Task statement
Exactly the lines from the one with "Target: woman's hand holding phone" through the final line of the listing below should appear in the answer, and no others.

Dataset excerpts
=======

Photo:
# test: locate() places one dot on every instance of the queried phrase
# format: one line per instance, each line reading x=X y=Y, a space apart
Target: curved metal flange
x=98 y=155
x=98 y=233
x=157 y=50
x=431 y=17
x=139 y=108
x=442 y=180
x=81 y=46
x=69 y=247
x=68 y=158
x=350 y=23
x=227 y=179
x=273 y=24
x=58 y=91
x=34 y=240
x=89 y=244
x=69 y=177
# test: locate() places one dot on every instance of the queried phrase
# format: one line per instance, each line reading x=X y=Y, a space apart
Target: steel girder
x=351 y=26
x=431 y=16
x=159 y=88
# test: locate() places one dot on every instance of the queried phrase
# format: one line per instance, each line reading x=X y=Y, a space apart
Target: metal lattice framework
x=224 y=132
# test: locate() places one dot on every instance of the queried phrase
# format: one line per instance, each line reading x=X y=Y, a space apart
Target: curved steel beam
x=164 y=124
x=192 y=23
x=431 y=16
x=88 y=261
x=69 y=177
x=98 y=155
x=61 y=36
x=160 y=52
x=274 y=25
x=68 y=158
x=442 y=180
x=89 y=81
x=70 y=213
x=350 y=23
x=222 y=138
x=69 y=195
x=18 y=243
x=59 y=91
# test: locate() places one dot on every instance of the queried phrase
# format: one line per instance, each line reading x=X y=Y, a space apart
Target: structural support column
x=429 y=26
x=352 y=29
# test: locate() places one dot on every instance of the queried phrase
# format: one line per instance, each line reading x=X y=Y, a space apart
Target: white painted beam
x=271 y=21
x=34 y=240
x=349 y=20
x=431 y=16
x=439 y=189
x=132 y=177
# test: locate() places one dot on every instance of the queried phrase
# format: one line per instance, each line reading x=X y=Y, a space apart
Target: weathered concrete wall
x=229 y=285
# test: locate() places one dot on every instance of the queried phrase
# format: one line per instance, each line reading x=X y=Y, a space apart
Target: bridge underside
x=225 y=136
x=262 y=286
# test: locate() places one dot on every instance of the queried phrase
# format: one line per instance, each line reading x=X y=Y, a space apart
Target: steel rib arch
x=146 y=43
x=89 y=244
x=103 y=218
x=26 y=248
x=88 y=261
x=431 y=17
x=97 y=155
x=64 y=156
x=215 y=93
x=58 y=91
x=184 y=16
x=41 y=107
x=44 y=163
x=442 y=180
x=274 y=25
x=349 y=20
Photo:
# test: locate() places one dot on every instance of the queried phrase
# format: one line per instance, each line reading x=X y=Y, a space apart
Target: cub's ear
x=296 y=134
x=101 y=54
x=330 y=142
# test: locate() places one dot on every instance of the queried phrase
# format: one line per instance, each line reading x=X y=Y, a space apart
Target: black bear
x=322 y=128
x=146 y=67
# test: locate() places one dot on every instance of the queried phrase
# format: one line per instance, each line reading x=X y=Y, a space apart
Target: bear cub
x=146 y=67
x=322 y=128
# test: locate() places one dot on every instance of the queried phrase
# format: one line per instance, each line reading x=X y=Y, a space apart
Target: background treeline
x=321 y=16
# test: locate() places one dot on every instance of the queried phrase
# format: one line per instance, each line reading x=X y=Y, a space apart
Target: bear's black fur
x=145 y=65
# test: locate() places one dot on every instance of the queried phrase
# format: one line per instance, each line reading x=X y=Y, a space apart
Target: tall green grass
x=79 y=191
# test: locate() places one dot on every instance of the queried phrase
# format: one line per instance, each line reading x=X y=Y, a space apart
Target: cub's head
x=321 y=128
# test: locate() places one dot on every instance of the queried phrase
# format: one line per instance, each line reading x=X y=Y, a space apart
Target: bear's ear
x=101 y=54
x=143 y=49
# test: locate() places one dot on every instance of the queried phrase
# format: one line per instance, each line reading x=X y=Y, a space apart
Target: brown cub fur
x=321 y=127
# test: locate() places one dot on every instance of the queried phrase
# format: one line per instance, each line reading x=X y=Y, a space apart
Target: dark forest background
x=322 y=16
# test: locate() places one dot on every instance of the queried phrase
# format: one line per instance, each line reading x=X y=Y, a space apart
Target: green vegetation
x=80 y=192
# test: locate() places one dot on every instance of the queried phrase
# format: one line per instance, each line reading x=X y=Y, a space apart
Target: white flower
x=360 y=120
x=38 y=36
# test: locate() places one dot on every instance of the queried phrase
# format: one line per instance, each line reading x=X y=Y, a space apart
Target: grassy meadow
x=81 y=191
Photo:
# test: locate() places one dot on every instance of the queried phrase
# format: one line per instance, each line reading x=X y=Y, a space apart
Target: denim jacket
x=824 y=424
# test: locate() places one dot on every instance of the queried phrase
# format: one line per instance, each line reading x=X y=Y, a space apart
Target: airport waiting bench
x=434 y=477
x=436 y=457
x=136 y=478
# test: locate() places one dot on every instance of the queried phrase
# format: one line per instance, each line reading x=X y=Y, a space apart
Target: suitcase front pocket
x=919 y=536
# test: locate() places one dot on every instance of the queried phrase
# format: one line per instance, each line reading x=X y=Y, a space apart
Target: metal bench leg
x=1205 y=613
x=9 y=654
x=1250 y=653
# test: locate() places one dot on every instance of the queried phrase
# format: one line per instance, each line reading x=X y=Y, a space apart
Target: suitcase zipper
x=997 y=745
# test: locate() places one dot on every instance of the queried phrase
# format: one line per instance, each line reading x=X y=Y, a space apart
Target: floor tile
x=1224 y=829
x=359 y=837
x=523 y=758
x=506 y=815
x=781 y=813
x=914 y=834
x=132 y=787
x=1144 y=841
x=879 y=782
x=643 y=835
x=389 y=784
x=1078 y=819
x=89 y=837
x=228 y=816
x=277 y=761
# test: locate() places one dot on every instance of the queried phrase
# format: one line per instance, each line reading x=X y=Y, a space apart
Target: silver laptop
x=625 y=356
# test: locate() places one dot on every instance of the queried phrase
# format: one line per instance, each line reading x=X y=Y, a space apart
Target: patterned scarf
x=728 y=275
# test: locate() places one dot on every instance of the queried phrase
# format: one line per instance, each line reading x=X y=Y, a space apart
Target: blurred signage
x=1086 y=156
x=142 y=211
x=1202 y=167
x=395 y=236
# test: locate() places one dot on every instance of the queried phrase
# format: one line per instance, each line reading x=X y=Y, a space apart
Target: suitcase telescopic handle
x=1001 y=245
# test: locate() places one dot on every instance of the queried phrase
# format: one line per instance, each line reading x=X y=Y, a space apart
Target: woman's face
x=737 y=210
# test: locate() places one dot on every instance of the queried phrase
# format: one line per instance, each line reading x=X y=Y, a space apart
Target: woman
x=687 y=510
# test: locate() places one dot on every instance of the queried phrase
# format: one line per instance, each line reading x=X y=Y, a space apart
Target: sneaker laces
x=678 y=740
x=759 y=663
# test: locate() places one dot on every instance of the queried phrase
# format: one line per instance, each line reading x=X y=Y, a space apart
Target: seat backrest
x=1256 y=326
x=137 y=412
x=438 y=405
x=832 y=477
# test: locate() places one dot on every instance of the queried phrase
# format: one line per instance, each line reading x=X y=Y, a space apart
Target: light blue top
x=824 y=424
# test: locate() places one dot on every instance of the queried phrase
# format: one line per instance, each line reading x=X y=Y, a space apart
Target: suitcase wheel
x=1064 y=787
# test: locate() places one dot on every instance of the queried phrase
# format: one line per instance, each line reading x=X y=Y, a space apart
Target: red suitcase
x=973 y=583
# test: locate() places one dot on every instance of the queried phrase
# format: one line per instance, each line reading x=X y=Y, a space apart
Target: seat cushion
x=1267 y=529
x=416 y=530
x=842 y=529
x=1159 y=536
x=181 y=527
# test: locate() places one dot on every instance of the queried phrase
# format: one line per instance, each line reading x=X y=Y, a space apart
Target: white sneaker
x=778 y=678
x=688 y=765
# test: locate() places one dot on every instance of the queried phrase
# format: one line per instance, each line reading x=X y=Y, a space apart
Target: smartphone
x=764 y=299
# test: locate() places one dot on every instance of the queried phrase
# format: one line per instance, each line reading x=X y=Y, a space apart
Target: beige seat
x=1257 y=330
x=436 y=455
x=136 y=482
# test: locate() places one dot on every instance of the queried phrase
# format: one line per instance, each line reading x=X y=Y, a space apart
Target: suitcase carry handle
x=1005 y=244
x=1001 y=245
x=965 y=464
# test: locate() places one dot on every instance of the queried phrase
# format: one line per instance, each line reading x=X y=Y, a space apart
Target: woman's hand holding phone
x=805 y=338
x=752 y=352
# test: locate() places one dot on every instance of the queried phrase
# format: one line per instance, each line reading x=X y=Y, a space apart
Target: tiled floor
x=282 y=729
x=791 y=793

=======

Worked solution
Target: woman's hand holding phone
x=805 y=338
x=752 y=352
# test: locate() places one dot on every instance of the queried phrase
# format: one line per instance, each line reading x=X y=Y, a space apart
Target: tiled floor
x=282 y=729
x=791 y=793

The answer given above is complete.